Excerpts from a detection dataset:

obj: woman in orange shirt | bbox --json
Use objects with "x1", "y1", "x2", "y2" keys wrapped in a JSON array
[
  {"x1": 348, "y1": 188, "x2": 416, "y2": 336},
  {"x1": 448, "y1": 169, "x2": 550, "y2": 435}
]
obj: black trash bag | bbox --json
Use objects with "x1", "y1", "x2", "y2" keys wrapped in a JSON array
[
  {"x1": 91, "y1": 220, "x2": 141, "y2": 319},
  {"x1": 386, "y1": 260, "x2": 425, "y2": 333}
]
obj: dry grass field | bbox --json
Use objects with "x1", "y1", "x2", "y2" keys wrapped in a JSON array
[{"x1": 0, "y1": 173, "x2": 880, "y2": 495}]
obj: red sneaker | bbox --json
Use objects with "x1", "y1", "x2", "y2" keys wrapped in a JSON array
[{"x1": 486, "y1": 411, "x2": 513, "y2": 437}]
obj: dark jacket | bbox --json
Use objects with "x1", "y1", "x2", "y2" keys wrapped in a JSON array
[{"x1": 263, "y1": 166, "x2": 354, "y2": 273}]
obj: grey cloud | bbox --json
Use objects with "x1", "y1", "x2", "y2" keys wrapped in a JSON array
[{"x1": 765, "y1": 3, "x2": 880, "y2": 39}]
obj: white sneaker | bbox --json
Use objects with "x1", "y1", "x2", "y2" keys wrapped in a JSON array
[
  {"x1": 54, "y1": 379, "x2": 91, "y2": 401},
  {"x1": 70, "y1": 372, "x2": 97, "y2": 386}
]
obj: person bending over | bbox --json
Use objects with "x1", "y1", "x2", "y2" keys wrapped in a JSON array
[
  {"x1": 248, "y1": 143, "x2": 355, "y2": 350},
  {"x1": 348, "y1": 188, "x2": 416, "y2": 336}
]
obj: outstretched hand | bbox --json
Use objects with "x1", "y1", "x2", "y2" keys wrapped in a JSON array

Exercise directions: Quote all of the items above verbatim, line by line.

In response:
obj: woman in orange shirt | bbox --json
Use objects with "x1", "y1", "x2", "y2" keys wrapped in a JSON array
[
  {"x1": 348, "y1": 188, "x2": 416, "y2": 336},
  {"x1": 448, "y1": 169, "x2": 550, "y2": 435}
]
obj: black trash bag | bbox --json
Use objects with "x1", "y1", "x2", "y2" keys wrapped in a JSON array
[
  {"x1": 91, "y1": 220, "x2": 141, "y2": 319},
  {"x1": 386, "y1": 260, "x2": 425, "y2": 333}
]
obj: dry grass field | bbox --json
Use objects with "x1", "y1", "x2", "y2" keys wrapped in a JSON array
[{"x1": 0, "y1": 173, "x2": 880, "y2": 495}]
obj: red sneaker | bbox --json
Use objects with "x1", "y1", "x2", "y2" keys wrapped in a JSON array
[{"x1": 486, "y1": 411, "x2": 513, "y2": 437}]
obj: dark jacket | bbox --json
Use objects with "x1", "y1", "x2", "y2" keys wrapped in a JSON array
[{"x1": 263, "y1": 166, "x2": 354, "y2": 273}]
obj: grey cloud | bbox --json
Use objects with "x1", "y1", "x2", "y2" keys wrapped in a JSON array
[{"x1": 765, "y1": 3, "x2": 880, "y2": 39}]
obj: white sneaker | bbox --json
Use objects with "x1", "y1", "x2", "y2" keys wrapped in a JSON array
[
  {"x1": 54, "y1": 379, "x2": 91, "y2": 401},
  {"x1": 70, "y1": 372, "x2": 97, "y2": 386}
]
obj: person bending over | bbox --json
Use objects with "x1", "y1", "x2", "y2" keys wrapped in a JSON array
[
  {"x1": 248, "y1": 143, "x2": 355, "y2": 350},
  {"x1": 348, "y1": 188, "x2": 416, "y2": 336}
]
obj: outstretched hand | bbox --json
Use objects with "x1", "y1", "x2", "y2" keys wrapped in a JSON array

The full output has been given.